Start of Selected extract

= Ranks and insignia of the other ranks of the RAF =

The term used in the Royal Air Force (RAF) to refer to all ranks below commissioned officer level is other ranks (ORs). It includes warrant officers (WOs), non-commissioned officers (NCOs) and airmen.

== Ranks ==

Rank insignia of the other ranks of the Royal Air Force
| Rank group | Warrant officers |  | Senior NCOs |  |  |  | Junior NCOs |  | Aviators |  |  |  |
| NATO code | OR-9 |  | OR-7 |  | OR-6 | OR-5 | OR-4 | OR-3 | OR-2 |  |  | OR-1 |
| Insignia |  |  |  |  |  |  |  |  |  |  |  | No insignia |
| Typical appointment | Warrant officer of the Royal Air Force |  |  |  |  |  |  |  |  |  |  |  |
| Rank | Warrant officer |  | Flight sergeant | Chief technician | Sergeant |  | Corporal | Lance corporal (RAF Regiment) | Air specialist (class 1) technician | Air specialist (class 1) | Air specialist (class 2) | Air recruit |
| Abbreviation | WO |  | FS | Chf Tech | Sgt |  | Cpl | LCpl | AS1(T) | AS1 | AS2 | AR |
| Aircrew insignia |  |  |  |  |  |  | No equivalent |  |  |  |  |  |
| Rank | Master aircrew |  | Flight sergeant aircrew |  | Sergeant aircrew |  |
| Abbreviation | MAcr |  | FSAcr |  | SAcr |  |

== Origins ==

Upon the formation of the Royal Air Force on 1 April 1918, rank titles and badges for ORs were adopted from the British Army, specifically the Royal Flying Corps (RFC). The RFC ranks of Flight sergeant (equivalent to Staff sergeant), Sergeant, Corporal and Air Mechanic were directly adopted. The RFC's four-bladed propeller trade classification badge above the Sergeants' and Flight Sergeants' chevrons was dropped.

End of Selected extract
Start of Given data

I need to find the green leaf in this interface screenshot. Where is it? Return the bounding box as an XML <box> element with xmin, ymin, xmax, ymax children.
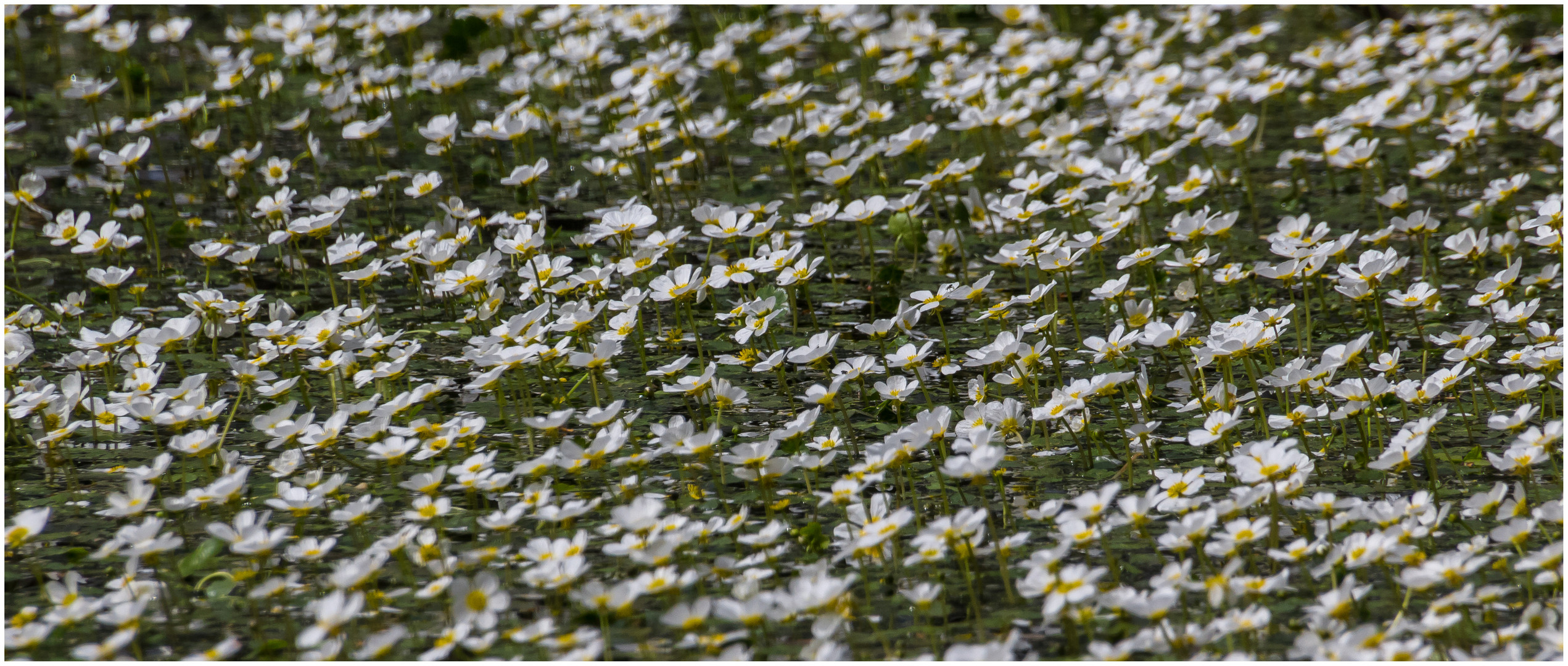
<box><xmin>177</xmin><ymin>538</ymin><xmax>229</xmax><ymax>577</ymax></box>
<box><xmin>202</xmin><ymin>578</ymin><xmax>234</xmax><ymax>599</ymax></box>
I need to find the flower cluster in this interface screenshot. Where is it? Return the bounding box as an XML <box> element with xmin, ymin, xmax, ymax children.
<box><xmin>5</xmin><ymin>5</ymin><xmax>1563</xmax><ymax>661</ymax></box>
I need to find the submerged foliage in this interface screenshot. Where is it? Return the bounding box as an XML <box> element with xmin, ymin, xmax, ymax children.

End of Given data

*Instruction:*
Pick up the text on RAF other ranks where it stops, after its account of how the ranks were adopted in 1918, and continue it. The items are not needed for anything here.

*Reply:*
To distinguish them from Army personnel, RAF personnel wore the RAF eagle on a rectangular patch below the shoulder seam on the sleeve. The RAF Eagle is depicted with its beak turned to the rear rather than the front. RAF NCOs were fond of saying that represented that their eyes were everywhere.

The trade classification of Leading Aircraftman was created on 5 April 1918 to fill a void in the Service ranks. It was granted the double-bladed propeller rank insignia of the RFC Air Mechanic 1st Class and was equivalent in rank and authority to the Army appointment of Lance-corporal. On 1 January 1919 the rank of Aircraftman replaced the ranks of Private, Air mechanic, and Clerk. Aircraftmen were nicknamed "Erks" (a corruption of the word 'Aircraft') by the senior ranks, which was preferred to 'other ranks' or 'troops'.

The rank of Master clerk was originally equivalent to Sergeant major 1st class. On 28 November 1918, the new rank of Chief master clerk was made equivalent to the rank of Sergeant major 1st class, and the old rank of Master clerk was made equivalent to the rank of Sergeant major 2nd class.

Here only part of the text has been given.